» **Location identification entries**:
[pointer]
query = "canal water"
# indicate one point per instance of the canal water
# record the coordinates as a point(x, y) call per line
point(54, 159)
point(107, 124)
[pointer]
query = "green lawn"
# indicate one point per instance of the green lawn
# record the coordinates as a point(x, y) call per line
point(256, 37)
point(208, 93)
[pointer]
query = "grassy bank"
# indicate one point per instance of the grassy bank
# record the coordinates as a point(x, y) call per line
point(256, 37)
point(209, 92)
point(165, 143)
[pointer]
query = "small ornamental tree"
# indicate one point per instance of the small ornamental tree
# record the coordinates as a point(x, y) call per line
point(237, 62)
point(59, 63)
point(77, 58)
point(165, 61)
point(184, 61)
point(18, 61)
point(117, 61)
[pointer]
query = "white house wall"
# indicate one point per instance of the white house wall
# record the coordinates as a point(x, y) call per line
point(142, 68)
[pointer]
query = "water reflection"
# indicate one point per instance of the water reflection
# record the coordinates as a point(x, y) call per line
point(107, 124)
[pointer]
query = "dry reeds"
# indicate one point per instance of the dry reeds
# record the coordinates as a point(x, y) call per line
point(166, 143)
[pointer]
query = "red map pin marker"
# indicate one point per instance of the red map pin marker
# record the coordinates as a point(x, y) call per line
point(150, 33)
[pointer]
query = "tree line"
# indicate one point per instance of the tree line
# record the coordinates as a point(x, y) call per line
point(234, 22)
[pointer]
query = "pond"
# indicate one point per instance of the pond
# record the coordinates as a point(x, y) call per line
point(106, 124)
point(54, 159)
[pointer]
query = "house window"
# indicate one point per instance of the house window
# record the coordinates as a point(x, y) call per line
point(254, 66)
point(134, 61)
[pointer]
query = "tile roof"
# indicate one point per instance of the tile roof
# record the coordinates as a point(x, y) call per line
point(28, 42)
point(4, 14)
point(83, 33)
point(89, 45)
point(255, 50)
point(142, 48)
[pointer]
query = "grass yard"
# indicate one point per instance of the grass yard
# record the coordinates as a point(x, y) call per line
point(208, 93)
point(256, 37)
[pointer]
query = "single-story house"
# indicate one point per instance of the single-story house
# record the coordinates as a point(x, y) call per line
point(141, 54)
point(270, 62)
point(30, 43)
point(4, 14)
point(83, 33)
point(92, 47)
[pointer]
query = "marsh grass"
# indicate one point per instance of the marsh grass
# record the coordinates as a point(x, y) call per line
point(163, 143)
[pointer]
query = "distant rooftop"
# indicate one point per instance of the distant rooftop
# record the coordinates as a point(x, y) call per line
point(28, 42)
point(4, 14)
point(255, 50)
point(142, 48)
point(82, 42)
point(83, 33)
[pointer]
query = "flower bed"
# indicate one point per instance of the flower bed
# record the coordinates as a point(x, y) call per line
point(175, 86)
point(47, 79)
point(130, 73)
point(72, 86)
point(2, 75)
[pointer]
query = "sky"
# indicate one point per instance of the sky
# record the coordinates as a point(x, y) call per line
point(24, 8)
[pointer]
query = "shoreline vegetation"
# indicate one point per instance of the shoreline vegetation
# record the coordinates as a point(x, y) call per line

---

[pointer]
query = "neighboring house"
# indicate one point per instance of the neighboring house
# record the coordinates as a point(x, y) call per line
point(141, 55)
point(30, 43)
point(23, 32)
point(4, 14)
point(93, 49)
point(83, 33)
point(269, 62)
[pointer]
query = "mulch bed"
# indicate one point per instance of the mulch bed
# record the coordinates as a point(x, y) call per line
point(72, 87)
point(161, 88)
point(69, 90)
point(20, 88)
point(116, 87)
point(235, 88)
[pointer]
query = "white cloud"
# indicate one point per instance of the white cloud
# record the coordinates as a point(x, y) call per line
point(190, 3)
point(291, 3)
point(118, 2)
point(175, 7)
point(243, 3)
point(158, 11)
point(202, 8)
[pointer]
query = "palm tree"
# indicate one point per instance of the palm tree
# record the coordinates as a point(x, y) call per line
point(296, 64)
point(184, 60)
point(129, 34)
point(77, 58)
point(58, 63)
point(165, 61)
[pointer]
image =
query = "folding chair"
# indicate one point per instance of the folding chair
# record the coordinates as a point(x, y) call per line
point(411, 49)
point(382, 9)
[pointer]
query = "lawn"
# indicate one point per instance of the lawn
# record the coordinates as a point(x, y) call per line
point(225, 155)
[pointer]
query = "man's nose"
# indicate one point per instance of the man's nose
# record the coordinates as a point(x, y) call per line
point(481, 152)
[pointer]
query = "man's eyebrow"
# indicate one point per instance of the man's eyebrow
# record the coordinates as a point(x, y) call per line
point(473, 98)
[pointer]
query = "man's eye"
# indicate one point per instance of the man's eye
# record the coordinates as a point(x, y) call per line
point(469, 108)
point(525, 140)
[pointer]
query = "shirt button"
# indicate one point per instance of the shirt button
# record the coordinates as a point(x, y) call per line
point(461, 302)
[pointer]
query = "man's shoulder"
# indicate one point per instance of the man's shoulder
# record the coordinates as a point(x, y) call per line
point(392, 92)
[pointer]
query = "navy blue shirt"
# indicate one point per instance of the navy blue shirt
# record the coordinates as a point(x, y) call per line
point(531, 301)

» **Objective**: Locate every line in the records above that contains the string 'single', treating uppercase and lowercase as distinct, and copy each of those lines.

» **Solved problem**:
query = "single-story house"
# indicate one point per instance of the single-story house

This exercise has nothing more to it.